▶ Input data:
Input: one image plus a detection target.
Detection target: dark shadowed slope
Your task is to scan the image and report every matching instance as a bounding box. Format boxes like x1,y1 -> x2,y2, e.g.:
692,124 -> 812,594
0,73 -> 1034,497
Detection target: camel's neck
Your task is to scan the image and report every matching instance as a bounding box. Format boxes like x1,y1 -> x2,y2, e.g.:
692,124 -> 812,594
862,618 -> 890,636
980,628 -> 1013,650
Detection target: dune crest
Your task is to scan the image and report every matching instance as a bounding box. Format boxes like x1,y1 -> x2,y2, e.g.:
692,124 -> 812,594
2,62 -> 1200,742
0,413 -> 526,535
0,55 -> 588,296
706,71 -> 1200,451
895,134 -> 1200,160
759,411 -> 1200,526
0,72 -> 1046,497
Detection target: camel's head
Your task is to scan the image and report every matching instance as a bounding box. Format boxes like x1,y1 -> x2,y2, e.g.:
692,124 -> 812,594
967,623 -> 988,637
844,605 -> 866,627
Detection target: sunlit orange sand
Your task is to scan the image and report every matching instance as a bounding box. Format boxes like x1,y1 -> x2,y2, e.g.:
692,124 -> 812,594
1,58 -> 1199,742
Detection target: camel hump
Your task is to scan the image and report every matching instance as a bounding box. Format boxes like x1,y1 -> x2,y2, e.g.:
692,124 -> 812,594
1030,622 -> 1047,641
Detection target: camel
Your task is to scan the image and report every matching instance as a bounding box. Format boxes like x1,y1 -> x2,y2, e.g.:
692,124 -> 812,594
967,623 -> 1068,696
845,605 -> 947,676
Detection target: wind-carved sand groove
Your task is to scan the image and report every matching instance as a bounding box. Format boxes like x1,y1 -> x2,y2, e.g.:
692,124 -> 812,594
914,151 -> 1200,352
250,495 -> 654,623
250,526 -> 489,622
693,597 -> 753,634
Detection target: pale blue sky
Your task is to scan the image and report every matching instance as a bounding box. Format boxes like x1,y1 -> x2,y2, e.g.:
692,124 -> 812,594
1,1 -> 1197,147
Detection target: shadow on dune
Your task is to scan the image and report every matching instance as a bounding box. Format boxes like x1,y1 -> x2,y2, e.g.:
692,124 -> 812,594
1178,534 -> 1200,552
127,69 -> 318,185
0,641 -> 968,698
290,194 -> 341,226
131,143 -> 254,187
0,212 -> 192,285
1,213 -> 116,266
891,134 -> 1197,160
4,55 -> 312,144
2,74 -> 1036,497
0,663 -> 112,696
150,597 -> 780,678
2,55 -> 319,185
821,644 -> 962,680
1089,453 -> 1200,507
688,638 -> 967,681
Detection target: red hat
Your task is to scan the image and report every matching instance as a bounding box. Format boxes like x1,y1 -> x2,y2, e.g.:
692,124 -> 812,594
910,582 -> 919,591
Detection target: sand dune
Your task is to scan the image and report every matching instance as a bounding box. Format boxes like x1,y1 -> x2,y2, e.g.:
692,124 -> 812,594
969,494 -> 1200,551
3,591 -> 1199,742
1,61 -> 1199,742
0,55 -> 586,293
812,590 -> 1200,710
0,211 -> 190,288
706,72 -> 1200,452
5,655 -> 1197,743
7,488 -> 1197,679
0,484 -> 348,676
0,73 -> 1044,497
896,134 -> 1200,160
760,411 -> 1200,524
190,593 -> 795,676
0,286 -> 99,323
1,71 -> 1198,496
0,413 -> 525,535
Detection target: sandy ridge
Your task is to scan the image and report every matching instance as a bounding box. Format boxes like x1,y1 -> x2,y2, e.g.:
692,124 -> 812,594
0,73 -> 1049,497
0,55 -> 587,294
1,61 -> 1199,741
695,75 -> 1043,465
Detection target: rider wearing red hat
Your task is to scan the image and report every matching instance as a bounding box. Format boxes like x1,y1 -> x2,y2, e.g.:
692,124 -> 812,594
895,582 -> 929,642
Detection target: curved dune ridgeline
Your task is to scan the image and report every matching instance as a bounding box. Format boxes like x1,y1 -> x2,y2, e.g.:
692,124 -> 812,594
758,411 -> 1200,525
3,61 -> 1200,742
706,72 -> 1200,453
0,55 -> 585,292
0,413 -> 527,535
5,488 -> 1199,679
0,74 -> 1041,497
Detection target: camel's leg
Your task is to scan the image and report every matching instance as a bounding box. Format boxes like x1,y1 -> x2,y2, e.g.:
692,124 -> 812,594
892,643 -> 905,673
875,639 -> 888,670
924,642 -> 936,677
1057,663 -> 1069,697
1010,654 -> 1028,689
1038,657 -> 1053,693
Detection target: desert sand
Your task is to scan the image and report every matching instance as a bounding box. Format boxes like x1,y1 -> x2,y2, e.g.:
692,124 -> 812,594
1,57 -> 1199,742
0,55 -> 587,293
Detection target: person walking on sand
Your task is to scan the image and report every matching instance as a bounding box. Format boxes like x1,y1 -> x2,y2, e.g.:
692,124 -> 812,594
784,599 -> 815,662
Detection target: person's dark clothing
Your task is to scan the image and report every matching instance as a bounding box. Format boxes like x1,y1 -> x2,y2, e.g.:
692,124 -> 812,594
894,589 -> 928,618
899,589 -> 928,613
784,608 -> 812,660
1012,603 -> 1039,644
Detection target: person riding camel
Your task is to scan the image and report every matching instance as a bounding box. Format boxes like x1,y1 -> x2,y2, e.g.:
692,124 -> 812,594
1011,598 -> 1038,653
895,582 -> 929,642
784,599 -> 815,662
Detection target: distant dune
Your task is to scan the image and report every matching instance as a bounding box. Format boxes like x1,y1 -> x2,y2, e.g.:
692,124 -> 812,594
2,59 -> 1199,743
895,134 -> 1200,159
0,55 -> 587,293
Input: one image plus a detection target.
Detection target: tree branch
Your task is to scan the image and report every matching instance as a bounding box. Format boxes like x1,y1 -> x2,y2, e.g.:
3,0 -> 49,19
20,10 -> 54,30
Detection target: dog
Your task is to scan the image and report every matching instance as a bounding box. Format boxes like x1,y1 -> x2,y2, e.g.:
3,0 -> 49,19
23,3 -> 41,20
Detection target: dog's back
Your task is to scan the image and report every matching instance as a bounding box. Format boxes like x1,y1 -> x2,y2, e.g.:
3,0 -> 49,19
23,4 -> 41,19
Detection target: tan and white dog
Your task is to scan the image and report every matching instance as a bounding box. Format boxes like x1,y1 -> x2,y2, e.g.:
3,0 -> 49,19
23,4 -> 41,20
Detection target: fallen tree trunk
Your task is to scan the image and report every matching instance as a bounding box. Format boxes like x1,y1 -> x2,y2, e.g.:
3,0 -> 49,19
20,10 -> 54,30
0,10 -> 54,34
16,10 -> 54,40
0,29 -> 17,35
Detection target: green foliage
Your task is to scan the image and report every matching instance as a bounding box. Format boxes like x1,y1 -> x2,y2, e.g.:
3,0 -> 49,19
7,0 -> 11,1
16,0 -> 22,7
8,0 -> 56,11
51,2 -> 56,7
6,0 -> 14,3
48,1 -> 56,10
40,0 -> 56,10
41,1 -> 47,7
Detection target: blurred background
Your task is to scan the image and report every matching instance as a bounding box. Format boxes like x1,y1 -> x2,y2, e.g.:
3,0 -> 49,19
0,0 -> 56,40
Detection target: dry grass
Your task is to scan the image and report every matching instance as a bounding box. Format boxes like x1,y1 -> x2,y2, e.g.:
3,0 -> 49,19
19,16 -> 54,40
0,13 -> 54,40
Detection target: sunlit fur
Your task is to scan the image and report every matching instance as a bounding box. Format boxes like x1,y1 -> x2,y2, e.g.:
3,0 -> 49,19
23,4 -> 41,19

---

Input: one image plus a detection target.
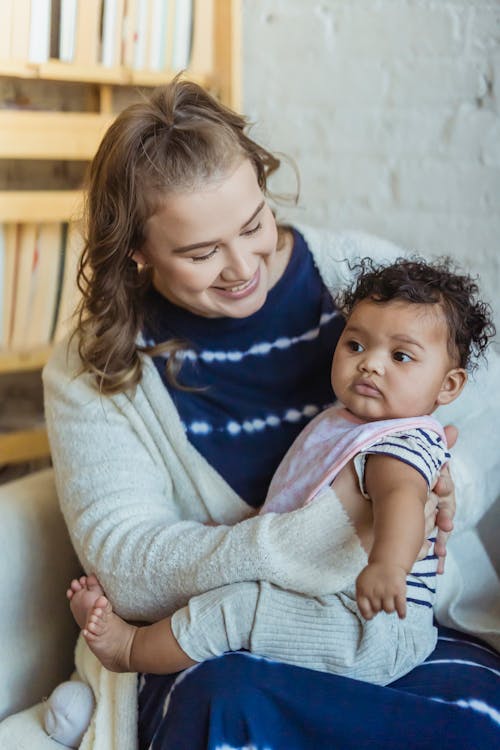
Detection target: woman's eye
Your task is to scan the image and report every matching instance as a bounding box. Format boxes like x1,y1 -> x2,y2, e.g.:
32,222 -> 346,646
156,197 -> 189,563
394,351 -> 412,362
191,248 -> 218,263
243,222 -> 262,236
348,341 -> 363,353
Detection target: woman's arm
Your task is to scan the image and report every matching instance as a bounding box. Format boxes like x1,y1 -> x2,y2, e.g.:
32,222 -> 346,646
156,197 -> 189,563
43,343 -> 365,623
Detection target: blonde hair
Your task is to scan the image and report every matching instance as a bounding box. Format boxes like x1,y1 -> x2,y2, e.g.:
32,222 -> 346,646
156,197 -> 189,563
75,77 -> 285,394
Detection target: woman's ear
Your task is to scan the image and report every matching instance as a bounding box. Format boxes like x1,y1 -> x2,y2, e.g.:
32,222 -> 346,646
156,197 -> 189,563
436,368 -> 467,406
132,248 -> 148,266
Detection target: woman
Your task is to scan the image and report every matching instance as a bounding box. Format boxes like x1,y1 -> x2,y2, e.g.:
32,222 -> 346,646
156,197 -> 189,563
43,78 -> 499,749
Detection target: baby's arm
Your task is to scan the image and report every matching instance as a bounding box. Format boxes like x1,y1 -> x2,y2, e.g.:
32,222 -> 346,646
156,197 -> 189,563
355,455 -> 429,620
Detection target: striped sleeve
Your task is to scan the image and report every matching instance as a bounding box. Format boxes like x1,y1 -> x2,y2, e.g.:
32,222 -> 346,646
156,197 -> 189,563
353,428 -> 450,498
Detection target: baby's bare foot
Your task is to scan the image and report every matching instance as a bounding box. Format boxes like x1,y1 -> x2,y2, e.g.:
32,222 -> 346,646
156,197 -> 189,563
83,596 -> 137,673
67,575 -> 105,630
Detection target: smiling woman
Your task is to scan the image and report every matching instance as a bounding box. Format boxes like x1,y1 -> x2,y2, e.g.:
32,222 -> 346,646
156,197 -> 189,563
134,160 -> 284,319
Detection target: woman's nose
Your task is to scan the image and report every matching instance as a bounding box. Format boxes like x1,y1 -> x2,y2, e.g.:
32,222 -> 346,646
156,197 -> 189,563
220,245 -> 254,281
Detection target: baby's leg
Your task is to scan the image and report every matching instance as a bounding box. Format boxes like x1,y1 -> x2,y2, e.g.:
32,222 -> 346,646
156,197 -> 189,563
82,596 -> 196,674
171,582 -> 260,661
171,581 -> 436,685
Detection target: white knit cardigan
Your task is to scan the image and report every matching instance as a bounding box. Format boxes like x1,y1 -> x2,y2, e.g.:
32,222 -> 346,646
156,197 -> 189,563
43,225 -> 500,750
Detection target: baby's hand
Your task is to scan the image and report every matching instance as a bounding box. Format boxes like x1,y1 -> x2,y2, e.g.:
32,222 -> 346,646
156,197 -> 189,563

==

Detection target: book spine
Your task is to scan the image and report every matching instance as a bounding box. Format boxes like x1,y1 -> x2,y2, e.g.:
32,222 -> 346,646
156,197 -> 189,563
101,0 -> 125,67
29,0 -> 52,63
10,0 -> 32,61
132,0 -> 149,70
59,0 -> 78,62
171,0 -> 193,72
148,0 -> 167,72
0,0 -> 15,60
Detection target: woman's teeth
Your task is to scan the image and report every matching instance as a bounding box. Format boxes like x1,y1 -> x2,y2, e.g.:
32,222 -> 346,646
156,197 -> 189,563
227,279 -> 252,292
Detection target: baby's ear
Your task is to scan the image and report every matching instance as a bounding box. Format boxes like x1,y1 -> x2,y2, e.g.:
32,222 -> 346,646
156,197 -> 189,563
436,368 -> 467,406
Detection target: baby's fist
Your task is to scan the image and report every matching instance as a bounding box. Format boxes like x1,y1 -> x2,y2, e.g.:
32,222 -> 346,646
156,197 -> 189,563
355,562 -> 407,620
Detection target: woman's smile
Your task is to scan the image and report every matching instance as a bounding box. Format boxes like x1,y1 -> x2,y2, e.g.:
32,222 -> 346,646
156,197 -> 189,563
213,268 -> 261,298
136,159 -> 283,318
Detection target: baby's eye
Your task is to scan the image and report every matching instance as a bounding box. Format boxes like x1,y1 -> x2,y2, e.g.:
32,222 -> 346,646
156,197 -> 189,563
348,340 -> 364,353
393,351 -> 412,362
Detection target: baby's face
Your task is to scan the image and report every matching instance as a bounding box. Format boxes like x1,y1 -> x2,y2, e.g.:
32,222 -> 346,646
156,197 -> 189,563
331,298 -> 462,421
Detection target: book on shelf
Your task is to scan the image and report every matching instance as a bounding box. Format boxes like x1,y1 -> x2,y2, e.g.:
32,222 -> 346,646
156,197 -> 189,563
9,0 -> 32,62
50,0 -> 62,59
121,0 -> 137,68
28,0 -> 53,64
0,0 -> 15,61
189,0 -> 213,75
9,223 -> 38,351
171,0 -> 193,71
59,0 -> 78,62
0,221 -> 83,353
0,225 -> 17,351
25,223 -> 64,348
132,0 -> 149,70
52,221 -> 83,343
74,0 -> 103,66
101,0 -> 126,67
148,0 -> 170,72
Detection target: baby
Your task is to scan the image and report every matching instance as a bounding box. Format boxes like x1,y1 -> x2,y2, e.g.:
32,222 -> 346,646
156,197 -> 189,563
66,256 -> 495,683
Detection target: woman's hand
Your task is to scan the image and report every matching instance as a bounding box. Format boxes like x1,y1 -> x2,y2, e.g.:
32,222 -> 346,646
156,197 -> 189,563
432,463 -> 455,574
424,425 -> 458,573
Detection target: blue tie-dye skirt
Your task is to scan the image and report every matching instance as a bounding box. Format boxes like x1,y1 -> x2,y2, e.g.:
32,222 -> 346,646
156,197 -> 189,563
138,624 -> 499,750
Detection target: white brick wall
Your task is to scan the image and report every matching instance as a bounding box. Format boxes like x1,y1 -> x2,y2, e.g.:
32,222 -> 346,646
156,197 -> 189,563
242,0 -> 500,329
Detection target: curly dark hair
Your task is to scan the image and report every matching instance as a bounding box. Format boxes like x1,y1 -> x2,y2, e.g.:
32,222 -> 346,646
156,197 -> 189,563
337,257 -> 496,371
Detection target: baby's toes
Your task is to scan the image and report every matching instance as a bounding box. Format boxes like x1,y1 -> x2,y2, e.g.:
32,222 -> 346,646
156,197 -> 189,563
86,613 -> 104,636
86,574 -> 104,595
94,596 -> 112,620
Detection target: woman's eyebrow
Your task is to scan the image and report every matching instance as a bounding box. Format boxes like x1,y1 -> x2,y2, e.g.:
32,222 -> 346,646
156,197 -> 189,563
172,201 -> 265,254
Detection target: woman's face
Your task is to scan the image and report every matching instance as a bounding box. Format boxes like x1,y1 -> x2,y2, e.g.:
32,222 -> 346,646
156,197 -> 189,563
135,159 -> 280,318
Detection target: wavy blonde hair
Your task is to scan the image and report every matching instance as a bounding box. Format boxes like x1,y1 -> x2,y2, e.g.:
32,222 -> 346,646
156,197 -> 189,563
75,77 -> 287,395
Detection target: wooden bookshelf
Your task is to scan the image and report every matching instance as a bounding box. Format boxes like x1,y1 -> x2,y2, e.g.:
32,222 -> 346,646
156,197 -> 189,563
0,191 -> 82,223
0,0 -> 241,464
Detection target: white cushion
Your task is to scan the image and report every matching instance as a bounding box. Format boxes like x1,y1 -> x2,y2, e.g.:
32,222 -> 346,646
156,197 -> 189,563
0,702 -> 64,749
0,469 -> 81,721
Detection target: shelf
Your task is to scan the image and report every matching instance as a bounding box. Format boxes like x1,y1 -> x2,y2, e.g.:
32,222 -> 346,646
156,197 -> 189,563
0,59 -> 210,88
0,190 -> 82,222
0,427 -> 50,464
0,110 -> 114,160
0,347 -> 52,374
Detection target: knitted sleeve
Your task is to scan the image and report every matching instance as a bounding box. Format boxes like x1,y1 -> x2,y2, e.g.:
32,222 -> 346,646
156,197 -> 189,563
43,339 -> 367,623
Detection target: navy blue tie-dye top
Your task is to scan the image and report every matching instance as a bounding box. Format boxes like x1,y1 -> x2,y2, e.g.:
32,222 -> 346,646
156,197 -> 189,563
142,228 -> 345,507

▶ Prompt: The answer is the lines above between the line holding "Detection target: woman's eyebrow" and the line holding "Detection target: shelf", inclusive, each written out exactly, and no others.

▶ Task output:
Detection target: woman's eyebrow
Your task is to scan the image and report every matching instance as a bounding box. Format boxes like x1,y1 -> x2,y2, e.g.:
32,222 -> 346,646
156,197 -> 189,563
172,201 -> 265,254
Detection target: woman's face
Your task is to scan the image and report every matching instance as a bounding box. Format boxes like x1,y1 -> x2,y2, e.g.:
32,222 -> 346,646
156,197 -> 189,563
135,159 -> 280,318
Detection target: wavy blonde hair
Your task is to scan the image and report every matching instance as a bounding box. Format boxes like x1,y1 -> x2,y2, e.g.:
32,222 -> 346,646
156,197 -> 189,563
75,77 -> 287,395
Detection target: wooden bookshelf
Your task is to scan the image and report every matching instance as a bounding box. Format boxes like x1,y1 -> x2,y2, e.g.:
32,222 -> 346,646
156,197 -> 189,563
0,191 -> 82,223
0,0 -> 241,464
Detection target: white cushion
Your task is to scan the image and report every matching instance as a bounding box. Format boxes like x1,y1 -> x2,y2, e.g.:
32,222 -> 346,646
156,197 -> 189,563
0,702 -> 64,749
0,469 -> 81,721
Detection target: shelf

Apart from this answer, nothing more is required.